* WRITTEN TASK
Restate the full set of records exactly, without adding or dropping a word.

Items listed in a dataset
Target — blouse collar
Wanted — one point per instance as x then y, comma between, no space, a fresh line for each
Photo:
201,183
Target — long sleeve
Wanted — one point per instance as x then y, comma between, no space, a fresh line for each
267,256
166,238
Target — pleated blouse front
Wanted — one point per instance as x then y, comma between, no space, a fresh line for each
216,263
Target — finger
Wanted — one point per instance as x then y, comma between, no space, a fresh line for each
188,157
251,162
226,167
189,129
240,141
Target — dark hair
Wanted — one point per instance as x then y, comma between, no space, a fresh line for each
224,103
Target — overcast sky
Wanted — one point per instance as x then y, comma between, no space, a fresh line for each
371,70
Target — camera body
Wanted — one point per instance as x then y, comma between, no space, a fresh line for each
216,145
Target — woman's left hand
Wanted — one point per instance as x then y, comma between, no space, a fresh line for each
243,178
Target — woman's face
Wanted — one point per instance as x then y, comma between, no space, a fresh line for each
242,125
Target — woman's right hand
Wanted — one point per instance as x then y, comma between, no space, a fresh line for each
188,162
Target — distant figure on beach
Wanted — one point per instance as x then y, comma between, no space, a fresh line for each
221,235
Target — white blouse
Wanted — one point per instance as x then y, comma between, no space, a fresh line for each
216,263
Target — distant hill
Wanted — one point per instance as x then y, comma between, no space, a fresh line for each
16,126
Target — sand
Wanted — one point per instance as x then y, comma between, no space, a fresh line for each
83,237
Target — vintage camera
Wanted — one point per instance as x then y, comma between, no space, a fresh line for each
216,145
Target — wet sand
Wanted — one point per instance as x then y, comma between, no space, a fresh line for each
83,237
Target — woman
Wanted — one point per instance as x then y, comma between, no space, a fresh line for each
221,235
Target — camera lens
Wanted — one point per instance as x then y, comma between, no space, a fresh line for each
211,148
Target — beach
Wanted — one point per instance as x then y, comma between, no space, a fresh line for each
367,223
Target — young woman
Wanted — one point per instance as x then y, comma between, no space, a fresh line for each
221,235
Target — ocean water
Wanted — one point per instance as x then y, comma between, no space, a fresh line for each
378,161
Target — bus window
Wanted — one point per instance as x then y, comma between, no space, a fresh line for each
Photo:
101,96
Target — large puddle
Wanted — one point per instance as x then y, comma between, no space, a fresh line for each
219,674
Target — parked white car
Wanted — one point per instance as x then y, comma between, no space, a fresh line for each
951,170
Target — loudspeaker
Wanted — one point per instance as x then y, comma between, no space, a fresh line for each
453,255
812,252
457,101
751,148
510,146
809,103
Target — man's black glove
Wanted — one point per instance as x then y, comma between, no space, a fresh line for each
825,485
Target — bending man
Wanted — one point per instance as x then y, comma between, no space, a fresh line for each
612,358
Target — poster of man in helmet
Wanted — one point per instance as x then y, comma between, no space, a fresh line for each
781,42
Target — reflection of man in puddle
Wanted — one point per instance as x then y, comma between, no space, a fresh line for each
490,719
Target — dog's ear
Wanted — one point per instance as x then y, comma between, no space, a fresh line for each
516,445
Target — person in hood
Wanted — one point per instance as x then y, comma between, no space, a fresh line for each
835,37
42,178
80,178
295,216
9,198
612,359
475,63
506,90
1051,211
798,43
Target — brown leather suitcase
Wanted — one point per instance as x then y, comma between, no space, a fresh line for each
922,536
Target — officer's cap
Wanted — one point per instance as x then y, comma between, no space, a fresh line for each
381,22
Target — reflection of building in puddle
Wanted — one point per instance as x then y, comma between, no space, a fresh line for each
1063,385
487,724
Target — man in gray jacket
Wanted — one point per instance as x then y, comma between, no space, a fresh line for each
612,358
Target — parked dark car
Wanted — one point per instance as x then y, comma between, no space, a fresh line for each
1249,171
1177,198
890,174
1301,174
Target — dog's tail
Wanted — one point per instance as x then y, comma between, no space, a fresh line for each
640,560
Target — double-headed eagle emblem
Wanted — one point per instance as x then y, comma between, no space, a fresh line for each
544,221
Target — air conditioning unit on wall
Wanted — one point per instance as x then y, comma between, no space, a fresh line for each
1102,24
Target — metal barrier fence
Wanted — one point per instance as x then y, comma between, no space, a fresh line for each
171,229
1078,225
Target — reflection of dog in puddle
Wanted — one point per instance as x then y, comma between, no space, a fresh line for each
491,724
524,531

* EXERCISE RESULT
Target — blouse collar
Wanted — one point per instance as x then y, comma between, no space, a fresh line for each
Photo:
201,183
Target — long sleeve
Wanted — one point per instance as x then y, comma between, no space, a fresh line for each
267,256
166,238
Target — pleated blouse front
Wanted — one point per instance as x then y, comma between, no space, a fresh line for each
216,263
Target — finger
Wanted — one point per instance as x then y, comma between, no space, a fresh line for each
188,157
251,162
226,167
189,129
240,141
Target — dark hair
Wanted — one point per instance as x then y, comma between, no space, a fresh line for each
224,103
Target — overcast sky
Wanted — one point per instance as x then y, comma between, no space, a fresh line for each
371,70
Target — camera body
Wanted — one point per instance as x then y, comma between, no space, a fresh line for each
216,145
Target — woman's left hand
Wanted — one point per instance as x then y, comma between, no space, a fresh line for each
243,178
Target — woman's face
Wanted — one point per instance as x then y, comma between, no space, a fresh line for each
242,125
Target — woman's right hand
Wanted — one point per instance as x then y, comma between, no space, a fresh line for each
188,162
Target — distant figure on beach
Wanted — one point per instance as x then y, comma between, no space, a fresh line for each
221,235
Target — white blouse
Wanted — one point per instance as x then y, comma between, no space, a fresh line for each
216,263
Target — distant hill
Wanted — one point per instance as x then y, comma between, no space, a fresh line for each
16,126
Target — sand
Wanted — one point per instance as x then y, comma between, no space, a fresh line for each
83,237
Target — vintage camera
Wanted — one point per instance as x then y, comma between, no space, a fresh line for each
216,145
Target — wet sand
Wanted — one point per instance as x then y, comma between, no space, a fresh line for each
83,237
Target — woman
Wanted — one point per instance as x then y, comma between, no space, a fresh line for each
221,235
Target — camera lens
Wanted — one point per instance as x then y, comma between, no space, a fresh line for each
211,148
Target — beach
Wanted — one point per instance as x then y, comma between, no space, a fresh line for each
367,223
Target — young woman
Wanted — one point per instance as x then y, comma between, no space, a fresh line for each
221,235
Target — ocean water
Wanted — one point per instance as x then y, comma between, no space, a fresh line for each
378,161
Target — bus window
Wanted — one point per instance as x then y, comma between, no space, a fresh line for each
Photo:
101,96
Target — large puddle
Wanted — one point per instance as x then y, comma between, no space, a fresh line for each
219,674
Target — parked white car
Wanted — one point per instance as x then y, comma between, no space, a fresh line for each
951,170
Target — loudspeaker
Wanted — one point per instance as x then y, comma between, no space, a fresh line for each
453,255
812,252
457,101
751,148
510,146
809,103
Target — man's black glove
Wanted — one point per instance as x then y, comma between, no space, a fresh line for each
825,485
Target — bending man
Wanted — one point per instance as x then y, comma between, no space, a fresh line for each
612,358
Target — poster of man in helmet
Wanted — one point per instance as x then y, comma between, no space, a fresh line for each
781,42
Target — reflection of man in puddle
Wanted — one point per instance as x then y, comma between, no space, a fresh line for each
490,719
Target — dog's ear
Wanted — one point per instance as x then y, comma between, no space, a fresh line for each
516,445
Target — person in hood
Wanted — one point per instance as x then y, comma between, no space, a fresh line for each
835,37
42,178
80,178
295,216
9,198
612,359
475,63
506,90
1051,211
798,43
Target — brown leather suitcase
Wanted — one point per instance as x then y, comma between, no space, a fresh line for each
922,536
Target — officer's cap
Wanted — one point per instance as x then y, comma between, no space, a fresh line for each
381,22
Target — reflection of building in puddle
Wanted — one point per instance as x then y, comma between, no space, a fresh line for each
1063,385
487,724
Target — man in gray jacket
Wanted — one point per instance as x then y, comma between, no space, a fresh line for each
612,358
Target — parked dark car
Wanted — one point per instance as x then y, comma between, no space, a fresh line for each
1249,171
1177,198
890,174
1301,174
Target — dog's tail
Wanted — one point per instance as x then y, comma between, no space, a fresh line for each
640,560
Target — double-headed eagle emblem
Wanted — one point per instance as x then y, comma between, no space, a fresh line for each
544,221
Target — air conditioning unit on wall
Wanted — one point per instance as x then y, comma between, no space, a fresh line for each
1102,24
Target — metal barrier fence
Wanted — one point per instance as x then y, comma between, no space, a fresh line for each
171,229
1078,225
Target — reflection of dog in puddle
Wanted — one point per instance as x then y, comma between, no space, a fresh line for each
491,724
524,531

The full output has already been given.